■ Selected extract
++++++
The switching valve 30 is provided with an O-ring 302 placed on an
outer periphery of the valve casing 35 positioned between the
opening-closing valve 31 and the electromagnetic driving portion
34. Since an end portion of the switching valve 30 provided with
the O-ring 302 is fitted to a depression 434 of the second housing
cover 43, the switching valve 30 can be installed to or removed
from the second housing cover 43.
[0044] When the coil 341 is deenergized, the valve-shaft member 33
integrally connected to a movable core 343 is moved toward the
canister connection pipe 21 by a biasing force of a spring 344. The
biasing force presses the valve-shaft member 33 toward the second
valve seat 321. Further, the seating member 322 is seated on the
second valve seat 321. Furthermore, the washer 312 is separated
from the first valve seat 311. Thus, the canister connection
passage 211 communicates with the housing space 401 through the
first connection space 351, a second connection space 352, and a
communication hole 353 which are included in the valve casing 35.
When the coil 341 is deenergized, a flow of an air flowing between
the canister connection passage 211 and the pressure detection
passage 251 is allowed to flow only through the reference orifice
27.
[0045] When the coil 341 is energized, a magnetic attractive force
is generated between a stator core 342 and the movable core 343.
Thus, the valve-shaft member 33 integrally connected to the movable
core 343 is moved toward the atmosphere-passage pipe 28 by
cancelling the biasing force of the spring 344. Further, the
seating member 322 separated from the second valve seat 321.
Furthermore, the washer 312 is seated on the first valve seat 311.
Thus, since the first connection space 351 communicates with the
communication passage 431, the canister connection passage 211
communicates with the pressure detection passage 251 through the
communication passage 431. Further, since the washer 312 is seated
on the first valve seat 311, a communication state between the
first connection space 351 and the second connection space 352 is
interrupted. When the coil 341 is energized, a flow of an air
flowing between the canister connection passage 211 and the
pressure detection passage 251 is allowed to flow through the
communication passage 431, and a flow of an air flowing between the
canister connection passage 211 and the housing space 401 is
interrupted from flowing through the second connection space 352.
++++++
■ Tasks to perform
1) In the switching valve description, rewrite the paragraph beginning "When the coil 341 is deenergized" as a short list that keeps its main facts.
2) Write the next part of the switching valve description, starting after its final sentence.
++++++
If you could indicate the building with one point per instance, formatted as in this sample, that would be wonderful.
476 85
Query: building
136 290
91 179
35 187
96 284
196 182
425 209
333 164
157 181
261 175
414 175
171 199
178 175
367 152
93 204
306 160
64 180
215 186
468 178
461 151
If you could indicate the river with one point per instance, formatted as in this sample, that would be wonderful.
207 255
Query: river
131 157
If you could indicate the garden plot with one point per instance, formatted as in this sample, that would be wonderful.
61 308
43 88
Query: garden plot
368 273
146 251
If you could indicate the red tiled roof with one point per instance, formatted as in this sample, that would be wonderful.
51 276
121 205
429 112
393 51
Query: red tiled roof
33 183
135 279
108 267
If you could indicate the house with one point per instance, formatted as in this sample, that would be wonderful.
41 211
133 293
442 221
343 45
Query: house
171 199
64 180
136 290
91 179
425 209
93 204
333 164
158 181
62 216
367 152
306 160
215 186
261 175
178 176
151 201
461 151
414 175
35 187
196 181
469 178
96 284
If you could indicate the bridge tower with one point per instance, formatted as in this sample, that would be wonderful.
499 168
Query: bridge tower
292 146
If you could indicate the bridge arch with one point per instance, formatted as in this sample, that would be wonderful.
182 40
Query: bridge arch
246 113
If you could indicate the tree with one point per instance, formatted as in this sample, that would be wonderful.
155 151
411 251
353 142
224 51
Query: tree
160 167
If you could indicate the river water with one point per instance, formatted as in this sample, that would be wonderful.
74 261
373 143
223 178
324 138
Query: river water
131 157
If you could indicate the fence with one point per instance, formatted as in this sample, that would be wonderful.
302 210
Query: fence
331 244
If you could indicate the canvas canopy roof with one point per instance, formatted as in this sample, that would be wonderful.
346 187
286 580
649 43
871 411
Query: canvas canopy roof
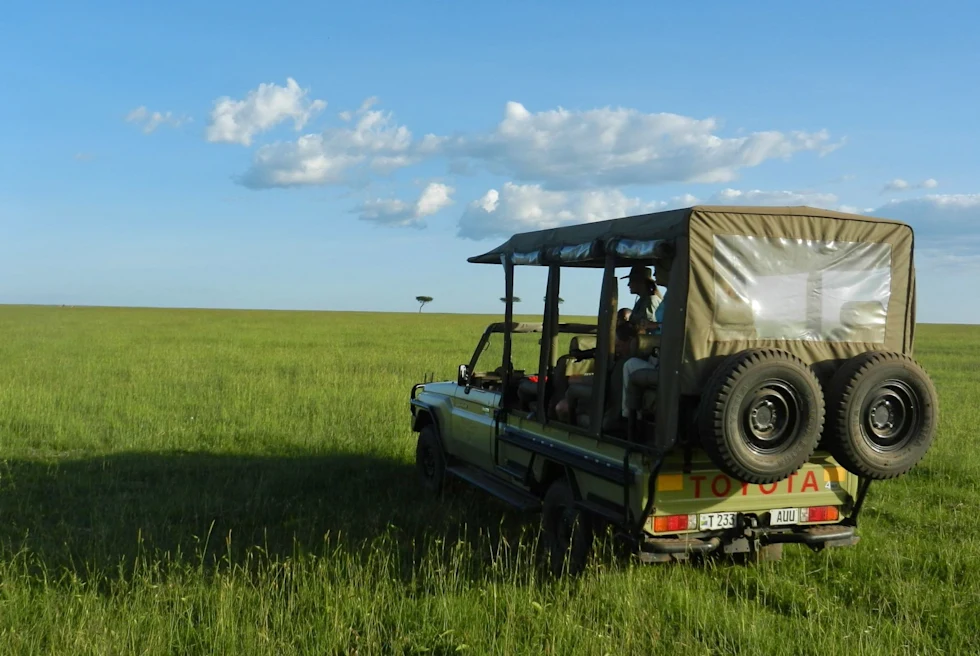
++++++
■ Responses
1)
- With coil 341 deenergized, spring 344 moves valve-shaft member 33, which is joined to movable core 343, toward canister connection pipe 21 and presses it toward second valve seat 321.
- Seating member 322 seats on second valve seat 321, and washer 312 separates from first valve seat 311.
- Canister connection passage 211 then communicates with housing space 401 through first connection space 351, second connection space 352 and communication hole 353 in valve casing 35.
- Air between canister connection passage 211 and pressure detection passage 251 can flow only through reference orifice 27.

2)
In addition, the canister connection passage 211 always
communicates with the pressure detection passage 251 through the
reference orifice 27 without respect to an energization state of
the coil 341.
[0046] The pump 50 is a vane pump, and is driven by a brushless
direct-current motor. The pump 50 includes a pump portion 51, a
motor portion 52, and an attachment portion 53.
[0047] The pump portion 51 includes a cam ring 511, a first pump
cover 512, a second pump cover 513, a rotor 514, and plural vanes
515.
[0048] The cam ring 511 is a tubular shape. The first pump cover
512 and the second pump cover 513 are provided to cover openings of
a pair of surfaces of the cam ring 511. In this case, the surfaces
are opposite to each other. The cam ring 511 rotatably receives the
rotor 514. The cam ring 511 forms two holes communicating an
interior of the cam ring 511 with an exterior of the cam ring 511.
A first cam-ring hole 516 communicates with the pressure detection
passage 251. A second cam-ring hole 517 communicates with the
housing space 401.
[0049] The rotor 514 integrally rotates with a shaft 521 included
in the motor portion 52. The vanes 515 are arranged radially
outward of the rotor 514 at the same interval.
[0050] The vanes 515 are inserted into grooves included in the
rotor 514. When the rotor 514 rotates, the vanes 515 are movable in
a radially-outward direction. A radially-outward end surface of
each vane 515 is slidable relative to inner wall of the cam ring
511. The rotor 514 and the vanes 515 correspond to a rotating
member.
[0051] The motor portion 52 includes the shaft 521 extending toward
the interior of the cam ring 511 from the motor portion 52. The
motor portion 52 is power supplied from external through a wiring
522. The motor portion 52 outputs a rotational torque driving the
shaft 521.
[0052] The attachment portion 53 is a flat plate shape and is made
of metal, and is placed between the pump portion 51 and the motor
portion 52. The attachment portion 53 has a first end surface 531
provided with a pump portion 51. The first end surface 531
corresponds to a pump-side end surface. As shown in FIG. 4, a part
of the first end surface 531 is exposed to external through a
recession 518 formed on a side wall of the pump portion 51. The
attachment portion 53 has a second end surface 532 provided with
the motor portion 52. The second end surface 532 corresponds to a
motor-side end surface. Since a dimension of the motor portion 52
is relatively smaller than a dimension of the attachment portion
53, a part of the second end surface 532 is exposed to
external.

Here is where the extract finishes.